## [How to complete this task]
Nothing should differ between your output and the entries below.

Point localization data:
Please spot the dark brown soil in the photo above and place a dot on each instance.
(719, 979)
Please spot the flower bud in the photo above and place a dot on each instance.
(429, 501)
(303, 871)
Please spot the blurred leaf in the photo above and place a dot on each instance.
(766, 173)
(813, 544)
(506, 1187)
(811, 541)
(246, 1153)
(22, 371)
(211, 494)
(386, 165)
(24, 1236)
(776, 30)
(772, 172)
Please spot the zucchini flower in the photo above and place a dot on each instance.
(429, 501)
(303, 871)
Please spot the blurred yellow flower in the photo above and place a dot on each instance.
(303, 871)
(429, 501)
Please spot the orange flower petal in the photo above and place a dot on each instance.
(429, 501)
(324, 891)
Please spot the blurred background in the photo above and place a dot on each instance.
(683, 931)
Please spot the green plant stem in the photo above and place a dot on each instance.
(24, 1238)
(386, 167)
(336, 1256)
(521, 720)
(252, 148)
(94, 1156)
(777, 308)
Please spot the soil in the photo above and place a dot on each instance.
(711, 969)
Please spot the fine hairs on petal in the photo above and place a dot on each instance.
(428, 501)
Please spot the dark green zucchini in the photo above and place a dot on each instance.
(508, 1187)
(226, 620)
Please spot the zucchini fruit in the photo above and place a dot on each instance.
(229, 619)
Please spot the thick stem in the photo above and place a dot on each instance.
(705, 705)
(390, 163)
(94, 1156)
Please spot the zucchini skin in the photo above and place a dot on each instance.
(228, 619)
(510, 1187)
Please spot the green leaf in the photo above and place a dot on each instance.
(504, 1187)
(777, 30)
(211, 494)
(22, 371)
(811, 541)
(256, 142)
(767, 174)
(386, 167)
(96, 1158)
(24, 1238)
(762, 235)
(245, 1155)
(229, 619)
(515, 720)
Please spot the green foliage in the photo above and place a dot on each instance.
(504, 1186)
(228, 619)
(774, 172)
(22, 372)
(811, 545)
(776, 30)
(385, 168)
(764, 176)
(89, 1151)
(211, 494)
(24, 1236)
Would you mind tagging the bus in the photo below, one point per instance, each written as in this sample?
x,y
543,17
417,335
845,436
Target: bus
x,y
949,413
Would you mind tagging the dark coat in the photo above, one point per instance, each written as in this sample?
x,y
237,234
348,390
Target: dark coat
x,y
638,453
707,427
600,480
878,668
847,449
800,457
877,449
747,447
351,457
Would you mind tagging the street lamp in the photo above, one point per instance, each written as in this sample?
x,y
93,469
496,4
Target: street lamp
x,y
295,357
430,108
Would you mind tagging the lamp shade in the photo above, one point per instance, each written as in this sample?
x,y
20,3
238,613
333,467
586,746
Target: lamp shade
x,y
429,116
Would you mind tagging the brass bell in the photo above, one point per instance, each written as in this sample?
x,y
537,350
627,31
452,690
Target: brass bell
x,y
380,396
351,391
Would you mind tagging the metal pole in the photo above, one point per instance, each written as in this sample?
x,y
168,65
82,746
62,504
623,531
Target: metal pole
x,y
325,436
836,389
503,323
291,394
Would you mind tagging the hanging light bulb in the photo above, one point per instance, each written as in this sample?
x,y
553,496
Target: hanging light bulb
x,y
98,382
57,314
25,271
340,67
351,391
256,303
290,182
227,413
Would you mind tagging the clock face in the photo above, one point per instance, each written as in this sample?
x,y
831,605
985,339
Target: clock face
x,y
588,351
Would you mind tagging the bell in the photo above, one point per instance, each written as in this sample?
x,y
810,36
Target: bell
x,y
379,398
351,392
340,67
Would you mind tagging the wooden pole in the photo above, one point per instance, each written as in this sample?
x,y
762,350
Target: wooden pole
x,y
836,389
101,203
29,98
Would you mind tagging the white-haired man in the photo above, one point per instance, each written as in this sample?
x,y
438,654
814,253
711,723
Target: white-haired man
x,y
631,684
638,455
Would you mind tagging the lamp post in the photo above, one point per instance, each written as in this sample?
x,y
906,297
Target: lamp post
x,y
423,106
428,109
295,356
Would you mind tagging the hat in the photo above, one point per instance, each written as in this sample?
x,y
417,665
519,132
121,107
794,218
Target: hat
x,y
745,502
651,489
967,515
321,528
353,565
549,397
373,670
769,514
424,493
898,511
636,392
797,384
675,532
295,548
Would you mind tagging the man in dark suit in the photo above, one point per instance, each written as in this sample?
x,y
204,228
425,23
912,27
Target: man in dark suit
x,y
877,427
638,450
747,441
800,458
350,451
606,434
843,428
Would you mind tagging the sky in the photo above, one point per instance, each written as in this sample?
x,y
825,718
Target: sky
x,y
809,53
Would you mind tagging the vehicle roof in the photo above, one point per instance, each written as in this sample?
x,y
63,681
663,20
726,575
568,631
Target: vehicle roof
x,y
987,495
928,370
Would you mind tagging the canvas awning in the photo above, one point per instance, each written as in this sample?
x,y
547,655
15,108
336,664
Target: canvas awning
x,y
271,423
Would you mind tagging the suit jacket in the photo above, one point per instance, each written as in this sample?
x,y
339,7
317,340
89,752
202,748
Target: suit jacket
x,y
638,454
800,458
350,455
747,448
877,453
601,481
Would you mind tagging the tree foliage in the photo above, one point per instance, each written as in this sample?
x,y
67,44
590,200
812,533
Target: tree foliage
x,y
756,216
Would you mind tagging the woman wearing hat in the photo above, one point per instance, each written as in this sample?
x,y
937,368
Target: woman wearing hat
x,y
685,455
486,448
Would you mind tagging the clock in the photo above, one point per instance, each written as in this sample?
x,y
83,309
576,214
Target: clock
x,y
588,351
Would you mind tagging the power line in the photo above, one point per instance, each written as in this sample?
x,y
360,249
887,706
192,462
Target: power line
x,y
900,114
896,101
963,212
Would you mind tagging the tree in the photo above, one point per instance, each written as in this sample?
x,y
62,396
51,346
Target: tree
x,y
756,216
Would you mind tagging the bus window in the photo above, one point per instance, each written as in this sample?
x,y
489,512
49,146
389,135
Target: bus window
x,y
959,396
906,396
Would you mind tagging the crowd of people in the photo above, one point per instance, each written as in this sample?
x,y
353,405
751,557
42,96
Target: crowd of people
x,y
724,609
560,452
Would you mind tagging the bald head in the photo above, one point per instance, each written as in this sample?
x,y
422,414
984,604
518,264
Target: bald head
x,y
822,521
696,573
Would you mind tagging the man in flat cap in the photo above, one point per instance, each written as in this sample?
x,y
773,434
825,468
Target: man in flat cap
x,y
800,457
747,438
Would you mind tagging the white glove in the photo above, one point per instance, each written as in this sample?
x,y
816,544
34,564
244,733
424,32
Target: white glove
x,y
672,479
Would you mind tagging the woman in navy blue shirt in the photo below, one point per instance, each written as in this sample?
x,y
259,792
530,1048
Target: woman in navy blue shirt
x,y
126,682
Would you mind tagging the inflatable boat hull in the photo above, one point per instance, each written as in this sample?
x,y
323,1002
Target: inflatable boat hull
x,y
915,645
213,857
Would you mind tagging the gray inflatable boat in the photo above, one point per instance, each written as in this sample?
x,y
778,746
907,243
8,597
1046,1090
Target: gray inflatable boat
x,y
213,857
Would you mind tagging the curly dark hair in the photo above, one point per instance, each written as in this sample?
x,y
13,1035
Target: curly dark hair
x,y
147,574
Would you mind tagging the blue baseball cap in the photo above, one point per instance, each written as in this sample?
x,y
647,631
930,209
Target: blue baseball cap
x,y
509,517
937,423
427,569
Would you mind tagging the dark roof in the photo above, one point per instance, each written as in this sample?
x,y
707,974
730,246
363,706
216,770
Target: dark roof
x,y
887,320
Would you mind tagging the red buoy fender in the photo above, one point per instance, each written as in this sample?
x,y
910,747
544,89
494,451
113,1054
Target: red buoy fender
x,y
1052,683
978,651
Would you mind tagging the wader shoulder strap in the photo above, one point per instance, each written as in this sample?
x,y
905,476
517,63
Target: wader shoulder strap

## [Output of the exercise]
Please spot the dark brown soil in the photo above and place a dot on each instance.
(719, 979)
Please spot the flower bud in the photo above and place a dot on each instance.
(429, 501)
(303, 871)
Please spot the blurred leaf in the photo above and place a dot on each instance.
(766, 173)
(813, 544)
(506, 1187)
(811, 541)
(246, 1153)
(22, 371)
(211, 494)
(386, 165)
(24, 1236)
(776, 30)
(772, 172)
Please spot the zucchini flower in the photo above and place a dot on each instance.
(429, 501)
(303, 871)
Please spot the blurred yellow flower in the photo above and place a dot on each instance.
(303, 871)
(429, 501)
Please spot the orange flower petal in the photo above and place a dot on each instance.
(429, 501)
(324, 891)
Please spot the blurred background in the photo above and place a dot on each instance.
(683, 931)
Please spot the green plant stem in the photo above and place a dot on each instance.
(24, 1238)
(386, 167)
(336, 1256)
(521, 720)
(252, 148)
(94, 1156)
(777, 308)
Please spot the soil in the photo above and place a dot on each instance.
(711, 969)
Please spot the fine hairs on petal in the photo above and place a dot on each instance.
(428, 501)
Please spot the dark green zucchini in the photo above and place a dot on each instance.
(508, 1187)
(226, 620)
Please spot the zucchini fruit in the photo above and place a dot on each instance.
(229, 619)
Please spot the thick stem in the photo above and place a dot on each instance.
(705, 705)
(390, 163)
(94, 1156)
Please spot the zucchini skin in the photo above and place a dot on each instance.
(228, 619)
(510, 1187)
Please spot the green leaf in the photo above and place a dot on each instance.
(504, 1187)
(777, 30)
(211, 494)
(22, 371)
(811, 541)
(256, 142)
(767, 174)
(386, 167)
(96, 1158)
(24, 1238)
(762, 235)
(245, 1155)
(229, 619)
(515, 720)
Please spot the green foliage in the photo above and place a dot on each instance.
(504, 1186)
(228, 619)
(774, 172)
(22, 372)
(811, 545)
(776, 30)
(385, 168)
(764, 176)
(89, 1151)
(211, 494)
(24, 1236)
Would you mind tagging the bus in the photo below, one point per instance, each written as in this sample?
x,y
543,17
417,335
845,436
Target: bus
x,y
949,413
Would you mind tagging the dark coat in the photo above, one point per instance, each written as in this sample?
x,y
237,234
348,390
Target: dark coat
x,y
638,453
707,427
600,480
878,668
847,449
800,457
877,449
747,447
351,457
Would you mind tagging the street lamp in the photo above, one point per instance, each written as in this sample?
x,y
93,469
496,4
Target: street lamp
x,y
295,357
430,108
Would you mind tagging the lamp shade in the photo above, one point per instance, each written as in this sample?
x,y
20,3
238,613
333,467
586,746
Target: lamp shade
x,y
429,116
Would you mind tagging the brass bell in the photo above, one point per instance, each written as in this sample?
x,y
537,350
627,31
452,690
Target: brass bell
x,y
380,396
351,391
Would you mind tagging the metal pole in the photo above, one point per instance, each written as in this sample?
x,y
168,65
82,746
62,504
623,531
Target: metal pole
x,y
325,436
836,389
503,323
291,394
Would you mind tagging the hanging light bulb in the photo above, one point per instance, each written as in this sample?
x,y
553,496
Target: hanging light bulb
x,y
98,382
57,314
25,271
340,67
351,391
256,303
290,182
227,413
Would you mind tagging the clock face in the photo above, one point per instance, each written as in this sample?
x,y
831,605
985,339
Target: clock face
x,y
588,351
Would you mind tagging the bell in the photo above, one point per instance, each written as in this sample?
x,y
810,36
Target: bell
x,y
379,398
351,392
340,67
Would you mind tagging the wooden pole in the photo above, one point per instance, each written as in this sample?
x,y
762,350
Target: wooden pole
x,y
836,389
101,203
29,98
Would you mind tagging the white-haired man in the photo above, one point per instance, each written as in this sample?
x,y
438,654
814,253
711,723
Target: white-haired man
x,y
631,684
638,455
Would you mind tagging the lamp post in the photo above, one point per instance, each written as in this sample?
x,y
906,297
Target: lamp post
x,y
423,106
428,109
295,356
Would you mind tagging the hat in the photo above, one point per instance, each written as in this sample?
x,y
417,665
519,132
121,107
794,218
Target: hat
x,y
745,502
651,489
967,515
321,528
353,565
549,397
373,670
769,514
424,493
898,511
636,392
797,384
675,532
295,548
Would you mind tagging the man in dark suit in the photo above, one point per instance, each written as in this sample?
x,y
204,228
425,23
912,27
Target: man in dark suit
x,y
877,427
638,450
747,441
800,458
350,451
606,434
843,428
Would you mind tagging the sky in the photo above, one point per instance, each written as in this sample?
x,y
825,718
Target: sky
x,y
809,53
Would you mind tagging the vehicle roof in the photo above, one point per instance, each written as in this sample?
x,y
63,681
663,20
726,575
568,631
Target: vehicle roof
x,y
987,495
928,370
Would you mind tagging the canvas awning in the photo above, one point per instance, each written as in this sample?
x,y
547,655
15,108
336,664
Target: canvas awning
x,y
271,423
Would you mind tagging the suit jacket in the photo above, one point per instance, each written as in this sample?
x,y
339,7
317,340
89,752
202,748
Target: suit jacket
x,y
638,454
800,458
350,455
747,448
877,453
601,481
Would you mind tagging the tree foliage in the photo above, one point per instance, each written as in this sample?
x,y
67,44
590,200
812,533
Target: tree foliage
x,y
756,216
Would you mind tagging the woman wearing hat in the photo above, one point per instance, each written as in this sample?
x,y
937,368
Target: woman wearing hat
x,y
685,455
486,448
Would you mind tagging the clock in the photo above, one point per instance, each written as in this sample?
x,y
83,309
576,214
Target: clock
x,y
588,351
Would you mind tagging the power line in the photo above, one point per instance, each written as in this sample?
x,y
360,249
887,706
192,462
Target: power line
x,y
900,114
896,101
963,212
Would you mind tagging the tree in the photo above, one point per instance, each written as in this sample?
x,y
62,396
51,346
Target: tree
x,y
756,216
Would you mind tagging the bus window in the photo above, one point per instance, each written as in this sample?
x,y
489,512
49,146
389,135
Target: bus window
x,y
959,396
906,396
Would you mind tagging the crowd of people in the photo above, one point per instance, each written as in this sample?
x,y
353,405
751,557
42,96
Target: crowd of people
x,y
724,609
560,452
Would you mind tagging the bald head in the photo above, one point per instance, each written as in this sample?
x,y
422,414
984,604
518,264
Target: bald head
x,y
822,521
696,573
Would you mind tagging the man in flat cap in the photo above, one point per instance, each written as in this sample?
x,y
773,434
825,468
Target: man in flat cap
x,y
800,457
747,438
Would you mind tagging the white glove in the photo above, one point per instance, each written as in this sample?
x,y
816,544
34,564
244,733
424,32
Target: white glove
x,y
672,479
Would you mind tagging the woman in navy blue shirt in the photo below, one point per instance, each written as in this sample?
x,y
259,792
530,1048
Target: woman in navy blue shirt
x,y
126,682
Would you mind tagging the inflatable boat hull in the photo above, one point per instance, each written as in this sample?
x,y
323,1002
Target: inflatable boat hull
x,y
915,645
213,857
Would you mind tagging the gray inflatable boat in the photo above, one point per instance, each written as in this sample?
x,y
778,746
907,243
8,597
1046,1090
Target: gray inflatable boat
x,y
213,857
Would you mind tagging the curly dark hair in the photo above, one point per instance, each written as in this sample?
x,y
13,1035
Target: curly dark hair
x,y
147,574
Would you mind tagging the blue baseball cap in the photo above, one point per instance, each written as in this sample?
x,y
647,631
930,209
Target: blue baseball cap
x,y
509,517
937,423
427,569
Would you mind tagging the dark roof in the photo above, one point per instance, each written as in this sample?
x,y
707,974
730,246
363,706
216,770
Target: dark roof
x,y
887,320
Would you mind tagging the red buoy fender in the photo above, one point per instance, each written as in this sample?
x,y
910,747
544,89
494,451
113,1054
Target: red buoy fender
x,y
1052,683
978,651
Would you mind tagging the wader shoulder strap in the photo above, one point per instance, each written as in this sample?
x,y
905,476
517,63
Target: wader shoulder strap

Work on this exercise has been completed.